Task prompt
Update the lines below by replacing "dropped as a pin" with "marked with a dot" wherever it occurs, leaving everything else unchanged, and omit the pictures from your answer.

Coordinate annotation entries
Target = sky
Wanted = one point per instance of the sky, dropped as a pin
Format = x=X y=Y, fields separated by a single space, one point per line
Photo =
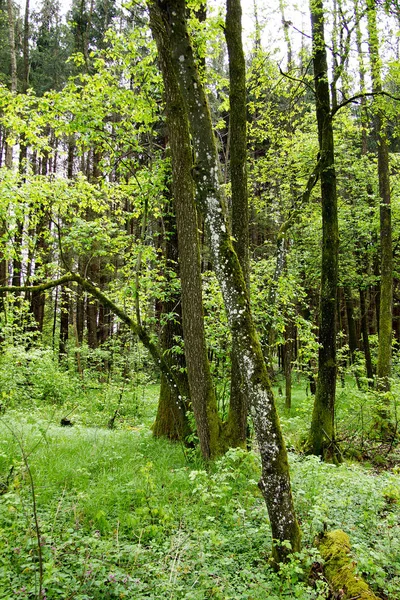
x=268 y=15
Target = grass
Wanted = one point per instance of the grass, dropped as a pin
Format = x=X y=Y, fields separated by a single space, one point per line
x=124 y=515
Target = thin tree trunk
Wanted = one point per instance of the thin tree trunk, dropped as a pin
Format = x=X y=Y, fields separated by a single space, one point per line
x=365 y=338
x=236 y=426
x=322 y=433
x=171 y=419
x=186 y=96
x=14 y=76
x=384 y=367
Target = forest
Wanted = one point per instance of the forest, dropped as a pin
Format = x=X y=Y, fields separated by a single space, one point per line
x=199 y=300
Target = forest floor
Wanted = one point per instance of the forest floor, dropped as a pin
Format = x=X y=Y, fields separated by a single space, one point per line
x=88 y=513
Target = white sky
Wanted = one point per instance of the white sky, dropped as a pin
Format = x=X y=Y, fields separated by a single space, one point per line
x=268 y=15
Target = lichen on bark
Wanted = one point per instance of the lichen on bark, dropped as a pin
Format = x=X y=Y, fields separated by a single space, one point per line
x=275 y=479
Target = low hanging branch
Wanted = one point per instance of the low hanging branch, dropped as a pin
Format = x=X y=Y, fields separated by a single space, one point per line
x=173 y=377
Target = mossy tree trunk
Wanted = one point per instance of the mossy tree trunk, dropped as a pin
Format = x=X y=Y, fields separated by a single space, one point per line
x=171 y=419
x=236 y=426
x=322 y=432
x=183 y=86
x=365 y=338
x=384 y=366
x=200 y=382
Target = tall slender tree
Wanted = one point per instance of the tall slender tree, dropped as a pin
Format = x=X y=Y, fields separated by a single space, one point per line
x=384 y=366
x=236 y=427
x=322 y=432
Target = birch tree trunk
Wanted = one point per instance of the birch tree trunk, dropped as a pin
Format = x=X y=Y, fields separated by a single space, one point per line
x=185 y=96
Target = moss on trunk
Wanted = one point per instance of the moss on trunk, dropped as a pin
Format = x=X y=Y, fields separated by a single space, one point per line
x=275 y=479
x=322 y=432
x=339 y=567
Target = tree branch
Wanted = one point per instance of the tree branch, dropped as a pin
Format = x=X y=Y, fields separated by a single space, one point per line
x=363 y=95
x=174 y=378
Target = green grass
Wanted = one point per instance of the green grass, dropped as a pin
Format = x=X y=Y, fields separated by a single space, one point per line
x=123 y=515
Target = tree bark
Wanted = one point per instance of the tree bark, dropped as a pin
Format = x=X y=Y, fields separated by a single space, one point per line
x=365 y=338
x=171 y=419
x=384 y=367
x=201 y=387
x=322 y=433
x=236 y=426
x=181 y=80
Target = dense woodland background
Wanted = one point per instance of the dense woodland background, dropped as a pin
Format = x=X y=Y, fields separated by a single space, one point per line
x=91 y=325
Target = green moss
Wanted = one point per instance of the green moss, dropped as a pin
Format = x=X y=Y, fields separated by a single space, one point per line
x=340 y=568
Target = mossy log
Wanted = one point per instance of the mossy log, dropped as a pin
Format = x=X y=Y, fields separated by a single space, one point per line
x=340 y=568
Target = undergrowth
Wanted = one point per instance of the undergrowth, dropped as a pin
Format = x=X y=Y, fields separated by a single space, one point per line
x=87 y=513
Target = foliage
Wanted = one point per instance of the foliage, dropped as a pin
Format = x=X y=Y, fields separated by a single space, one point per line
x=113 y=517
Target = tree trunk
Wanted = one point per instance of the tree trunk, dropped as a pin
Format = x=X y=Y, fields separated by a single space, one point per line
x=322 y=433
x=384 y=366
x=201 y=387
x=64 y=323
x=14 y=76
x=236 y=426
x=186 y=96
x=365 y=338
x=171 y=420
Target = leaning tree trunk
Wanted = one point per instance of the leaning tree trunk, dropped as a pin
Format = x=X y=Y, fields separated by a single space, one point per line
x=322 y=432
x=200 y=382
x=384 y=366
x=236 y=426
x=171 y=419
x=186 y=99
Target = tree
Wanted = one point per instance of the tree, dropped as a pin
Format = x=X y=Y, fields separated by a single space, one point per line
x=185 y=96
x=322 y=433
x=236 y=426
x=385 y=218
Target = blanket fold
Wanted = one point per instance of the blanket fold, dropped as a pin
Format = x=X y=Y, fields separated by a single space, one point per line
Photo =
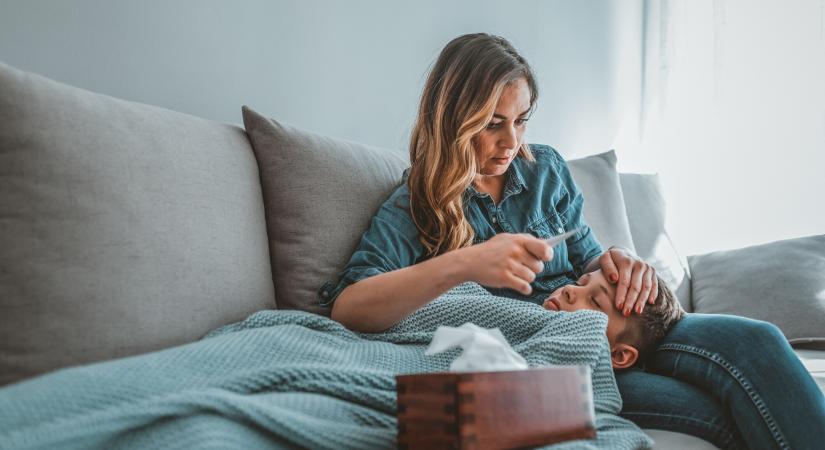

The output
Target = sky
Wanted = one point per instance of the sky, marked with a dot
Format = x=X y=Y, fields separated by a single space, one point per line
Photo =
x=268 y=15
Target = grass
Wanted = one point per instance of the grass, marked with a dot
Format = x=X y=Y, fields separated by a single space, one point per line
x=124 y=515
Target = thin tree trunk
Wanted = one point per instance of the thin tree trunk, marked with a dot
Format = x=X y=Y, fields separated by a single space, one point per line
x=365 y=338
x=236 y=426
x=322 y=433
x=171 y=419
x=186 y=96
x=14 y=76
x=384 y=367
Target = forest
Wanted = one point per instance of the forest, marked with a dot
Format = x=X y=Y, fields separated by a single space, one point per line
x=199 y=300
Target = forest floor
Wanted = one point per instance of the forest floor, marked with a dot
Format = x=X y=Y, fields separated by a single space, one point per line
x=88 y=513
Target = white sky
Wanted = one point per instance of the white sky, marked with a dot
Format = x=X y=Y, fields separated by a single space, one point per line
x=268 y=15
Target = lichen on bark
Wanted = one point per instance of the lichen on bark, marked with a dot
Format = x=X y=Y, fields separated by a single space, one point per line
x=275 y=479
Target = low hanging branch
Wanted = one point per instance of the low hanging branch, marked with a dot
Format = x=X y=Y, fields separated by a single space, one point per line
x=173 y=377
Target = mossy tree trunk
Wanted = one point per instance of the mossy tree trunk, marked with a dot
Format = x=X y=Y, fields separated by a single space, one point per line
x=171 y=419
x=236 y=426
x=322 y=432
x=183 y=86
x=365 y=338
x=384 y=366
x=200 y=382
Target = tall slender tree
Wanted = one point per instance of the tall slender tree, marked with a dot
Format = x=X y=Y, fields separated by a single space, one point per line
x=384 y=366
x=236 y=427
x=322 y=432
Target = birch tree trunk
Wanted = one point per instance of the birch tree trunk, marked with a dot
Format = x=X y=Y, fields separated by a single space, one point per line
x=185 y=96
Target = moss on trunk
Wanted = one point per instance of the moss on trunk, marked with a dot
Format = x=X y=Y, fields separated by a single space, one point per line
x=275 y=479
x=322 y=432
x=339 y=567
Target = tree branch
Wanted = one point per instance of the tree branch, marked with a dot
Format = x=X y=Y, fields separated by a single space, one point per line
x=363 y=95
x=174 y=378
Target = green grass
Wanted = one point per instance of the green grass, marked with a dot
Format = x=X y=Y, fields separated by a single space, one point per line
x=123 y=515
Target = tree bark
Wanted = one point per instance of the tree bark, marked with a dot
Format = x=X y=Y, fields separated by a single space, one point per line
x=365 y=338
x=171 y=419
x=384 y=367
x=201 y=387
x=322 y=433
x=236 y=426
x=181 y=80
Target = dense woodland background
Wanted = one point per instance of the dense woodland background, marked with a dot
Format = x=X y=Y, fields separated by a single space, one point per line
x=91 y=325
Target = green moss
Wanted = one point per instance of the green moss, marked with a dot
Format = x=X y=Y, fields separated by a single space, one point per line
x=340 y=568
Target = mossy log
Wanted = one point per instance of the mossy log, marked with a dot
Format = x=X y=Y, fields separated by a single space, one point per line
x=340 y=568
Target = undergrowth
Wanted = one point per instance of the undergrowth, marked with a dot
Format = x=X y=Y, fields separated by a single space, one point per line
x=87 y=513
Target = foliage
Wanted = one point per instance of the foliage, marked with a dot
Format = x=X y=Y, fields separated by a single space, one point per line
x=113 y=517
Target = tree trunk
Wanted = one point per instance of the tree trunk, marked with a dot
Format = x=X y=Y, fields separated by a single space, one point per line
x=322 y=433
x=384 y=366
x=201 y=387
x=64 y=323
x=14 y=76
x=236 y=426
x=186 y=96
x=365 y=338
x=171 y=420
Target = leaning tree trunk
Wanted = one point per instance of the leaning tree trunk, marked with a dot
Format = x=X y=Y, fields separated by a single space, one point per line
x=322 y=432
x=200 y=382
x=384 y=366
x=236 y=426
x=171 y=419
x=186 y=99
Target = tree
Wanted = one point per instance of the tree, marked with a dot
Format = x=X y=Y, fields separated by a single space, one point per line
x=185 y=96
x=322 y=433
x=236 y=426
x=385 y=218
Target = blanket fold
Wanted = one point per instance of the blanket fold, marked with a dot
Format = x=X y=Y, fields separated by a single space, one point per line
Photo =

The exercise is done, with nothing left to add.